# DOKUMENTAUSZUG
Entscheidungsstichwort (Thema)
Sonderwerbungskosten eines Miteigentümers
Leitsatz (NV)
1. Schuldzinsen, die ein Steuerpflichtiger als Miteigentümer eines Grundstücks aufwendet, sind als Sonderwerbungskosten im Rahmen der gesonderten und einheitlichen Feststellung der Einkünfte aus Vermietung und Verpachtung zu berücksichtigen (ständige Rechtsprechung).
2. Beim Hauptbeteiligten an einer Grundstücksgemeinschaft gehört es zum Risiko seiner Beteiligung, daß andere Mitberechtigte von persönlichen Werbungskosten Kenntnis erhalten. Deshalb rechtfertigen auch Gründe des Steuergeheimnisses es nicht, solche Werbungskosten erst bei der Veranlagung zur Einkommensteuer geltend zu machen.
3. Keine Aussetzung des Verfahrens gemäß § 74 FGO.
Normenkette
AO 1977 § 180 Abs. 1 Nr. 2 Buchst. a, § 30; FGO § 74
Tatbestand
Der Kläger und Revisionskläger (Kläger) ist an einer Grundstücksgemeinschaft beteiligt. Die Einkünfte der Gemeinschaft aus Vermietung und Verpachtung werden vom Finanzamt X (Belegenheits-FA) gesondert und einheitlich festgestellt.
In seiner Einkommensteuererklärung für das Streitjahr 1977 erklärte der Kläger die Einkünfte aus der Gemeinschaft mit . . . DM. Zusätzlich machte er Schuldzinsen in Höhe von . . . DM geltend, die er persönlich im Zusammenhang mit den Einkünften aus der Gemeinschaft (,,Zinsen für Hauskonto") getragen habe.
Der Beklagte und Revisionsbeklagte (das Wohnsitz-FA) berücksichtigte die Schuldzinsen nicht und legte der Einkommensteuerveranlagung nur die vom Belegenheits-FA festgestellten und mitgeteilten Einkünfte aus Vermietung und Verpachtung von . . . DM zugrunde.

# DATENSÄTZE

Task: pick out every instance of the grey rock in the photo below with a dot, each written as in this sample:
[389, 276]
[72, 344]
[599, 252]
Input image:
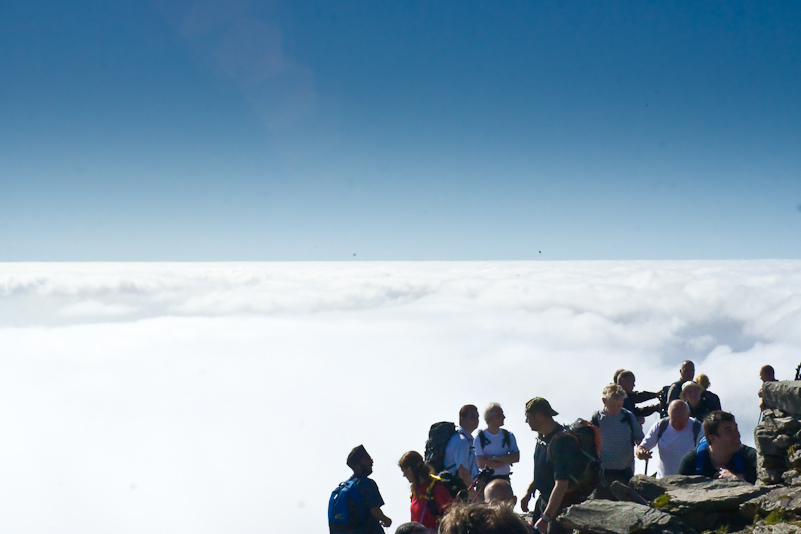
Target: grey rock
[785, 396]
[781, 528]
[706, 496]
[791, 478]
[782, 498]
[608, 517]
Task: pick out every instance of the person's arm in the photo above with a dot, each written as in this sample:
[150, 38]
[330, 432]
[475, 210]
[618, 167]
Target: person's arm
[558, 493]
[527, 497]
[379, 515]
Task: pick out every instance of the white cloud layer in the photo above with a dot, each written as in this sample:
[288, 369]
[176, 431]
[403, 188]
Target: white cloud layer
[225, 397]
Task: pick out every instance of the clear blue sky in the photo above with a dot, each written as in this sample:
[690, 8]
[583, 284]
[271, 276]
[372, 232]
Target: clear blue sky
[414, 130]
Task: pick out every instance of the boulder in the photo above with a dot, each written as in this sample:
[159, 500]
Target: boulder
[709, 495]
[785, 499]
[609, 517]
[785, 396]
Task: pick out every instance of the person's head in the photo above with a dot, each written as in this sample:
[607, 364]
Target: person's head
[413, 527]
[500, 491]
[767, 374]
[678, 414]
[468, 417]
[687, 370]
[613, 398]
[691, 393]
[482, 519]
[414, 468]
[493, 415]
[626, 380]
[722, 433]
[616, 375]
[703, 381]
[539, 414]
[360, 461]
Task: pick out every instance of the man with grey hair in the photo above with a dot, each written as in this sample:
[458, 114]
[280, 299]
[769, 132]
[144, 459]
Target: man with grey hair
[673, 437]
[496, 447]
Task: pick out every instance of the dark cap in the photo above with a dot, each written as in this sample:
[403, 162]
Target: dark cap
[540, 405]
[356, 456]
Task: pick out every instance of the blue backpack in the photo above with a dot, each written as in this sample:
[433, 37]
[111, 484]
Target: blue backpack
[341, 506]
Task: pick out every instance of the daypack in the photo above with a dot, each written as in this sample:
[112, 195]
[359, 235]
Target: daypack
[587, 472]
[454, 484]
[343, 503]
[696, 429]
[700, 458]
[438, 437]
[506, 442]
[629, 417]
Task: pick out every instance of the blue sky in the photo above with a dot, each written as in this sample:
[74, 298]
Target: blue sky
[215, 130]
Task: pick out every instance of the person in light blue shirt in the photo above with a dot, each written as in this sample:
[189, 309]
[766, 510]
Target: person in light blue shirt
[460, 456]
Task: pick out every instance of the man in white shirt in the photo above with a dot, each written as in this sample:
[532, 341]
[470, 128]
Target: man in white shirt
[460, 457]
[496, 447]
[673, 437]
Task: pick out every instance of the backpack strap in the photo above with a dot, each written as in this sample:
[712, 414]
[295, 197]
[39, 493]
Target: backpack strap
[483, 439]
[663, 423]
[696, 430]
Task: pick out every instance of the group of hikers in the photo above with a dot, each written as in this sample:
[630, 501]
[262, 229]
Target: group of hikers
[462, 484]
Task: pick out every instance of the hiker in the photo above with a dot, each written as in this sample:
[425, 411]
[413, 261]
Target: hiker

# ZU ERLEDIGENDE AUFGABEN
• 1. Welches Finanzamt stellt laut dem Auszug zu den Sonderwerbungskosten die Einkünfte der Gemeinschaft aus Vermietung und Verpachtung gesondert und einheitlich fest?
• 2. Setze bitte den Auszug zu den Sonderwerbungskosten im Anschluss an seinen letzten Satz fort.
Die Datensätze spielen hierfür keine Rolle.

# GEGEBENE ANTWORTEN
• 1. Das Finanzamt X (Belegenheits-FA).

• 2.
Im Einspruchsverfahren trug der Kläger vor, der Mitberechtigte an der Grundstücksgemeinschaft - sein Onkel - solle von den Schuldzinsen keine Kenntnis erhalten. Zwischen ihnen bestehe ein äußerst schlechtes Verhältnis. Deshalb habe er - der Kläger - ein berechtigtes Interesse daran, daß die Schuldzinsen nicht im Feststellungsverfahren, sondern nur bei der Veranlagung zur Einkommensteuer berücksichtigt würden. Der Einspruch war insoweit erfolglos.
Das Finanzgericht (FG) hat die Klage abgewiesen. Die Einkünfte aus der Grundstücksgemeinschaft seien gemäß § 180 Abs. 1 Nr. 2 Buchst. a der Abgabenordnung (AO 1977) gesondert und einheitlich festzustellen gewesen. Das Belegenheits-FA habe das Feststellungsverfahren durchgeführt und die Einkünfte des Klägers für das Streitjahr mit . . . DM festgestellt. Diese Feststellung sei für das Wohnsitz-FA bindend. Die vom Kläger getragenen Schuldzinsen hätten als Sonderwerbungskosten im Feststellungsverfahren, nicht aber bei der Veranlagung zur Einkommensteuer, berücksichtigt werden müssen.
Mit der Revision verfolgt der Kläger sein Begehren weiter. Er rügt Verletzung der §§ 30, 180 Abs. 1 Nr. 2 Buchst. a AO 1977.
Entscheidungsgründe
Die Revision ist unbegründet.
Das FG hat ohne Rechtsirrtum entschieden, daß die vom Kläger geltend gemachten Zinsaufwendungen bei der Veranlagung zur Einkommensteuer nicht berücksichtigt werden können.
1. Die Einkünfte der Grundstücksgemeinschaft waren nach §§ 179 Abs. 1, 180 Abs. 1 Nr. 2 Buchst. a AO 1977 gesondert und einheitlich festzustellen. Das Ergebnis dieses Feststellungsverfahrens ist gemäß § 182 Abs. 1 AO 1977 für das Wohnsitz-FA des Klägers bindend.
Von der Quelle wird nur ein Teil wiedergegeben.